§ Try it
Retype each of the records below exactly, leaving the pictures out.

================================

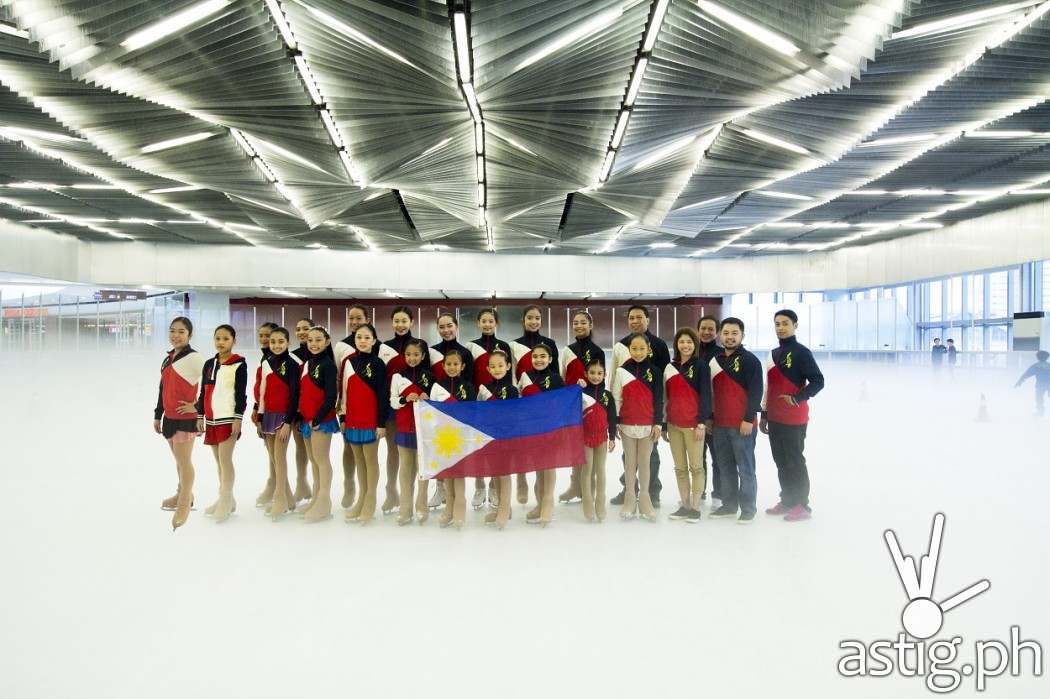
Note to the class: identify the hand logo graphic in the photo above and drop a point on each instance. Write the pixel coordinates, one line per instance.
(922, 616)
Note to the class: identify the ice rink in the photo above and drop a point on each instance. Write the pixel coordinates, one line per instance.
(101, 598)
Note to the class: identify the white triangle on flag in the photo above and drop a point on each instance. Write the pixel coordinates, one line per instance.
(441, 441)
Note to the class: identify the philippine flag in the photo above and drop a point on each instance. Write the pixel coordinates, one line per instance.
(500, 438)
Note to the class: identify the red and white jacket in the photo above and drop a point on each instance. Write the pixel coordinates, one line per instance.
(280, 384)
(575, 357)
(600, 416)
(223, 390)
(480, 350)
(180, 378)
(521, 350)
(413, 380)
(638, 392)
(364, 394)
(688, 392)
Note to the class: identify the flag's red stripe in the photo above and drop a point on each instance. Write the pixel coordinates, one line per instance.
(521, 454)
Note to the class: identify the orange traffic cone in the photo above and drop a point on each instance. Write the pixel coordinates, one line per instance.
(983, 409)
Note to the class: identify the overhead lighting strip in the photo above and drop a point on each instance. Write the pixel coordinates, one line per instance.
(460, 18)
(313, 89)
(656, 14)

================================

§ Solution
Note to the class: identify the hand logo graphic in the photo above and drop a point on each instance. Write the pixel coordinates, one line per instance.
(922, 616)
Note to the class: identify the ice rink in the photo above and drop a point on each instance. Write the pixel coordinates, one line per instance.
(101, 598)
Note to the class: identify the white triangle on flag in the photo above and drop a point on each instance. Write the pixel coordinates, one line per instance.
(441, 441)
Note to the class: identify the philippine flag in the photo above and drop a point on each instance. Write the pixel coordinates, one line per instance.
(500, 438)
Note to the class: identify the red and white jacket in the photo above and drop a point on each instance. Write the pixel coordinates, one line per instance.
(280, 384)
(575, 357)
(600, 416)
(223, 390)
(480, 350)
(180, 378)
(521, 350)
(413, 380)
(638, 392)
(364, 394)
(688, 392)
Note to the class: identify the flag's red stripe in the photo above and drop a point on each instance. Write the pixel coordinates, one line per instance.
(521, 454)
Note to the class: identify the orange traffic cone in the photo above and drop a point on each instance. Write the pixel coordinates, one line per instance.
(983, 409)
Note to the class: identify the overhead lighting strip in the photo above and drop a point on each instance. Write the pixel coordinates, one line per instance.
(460, 18)
(313, 89)
(656, 14)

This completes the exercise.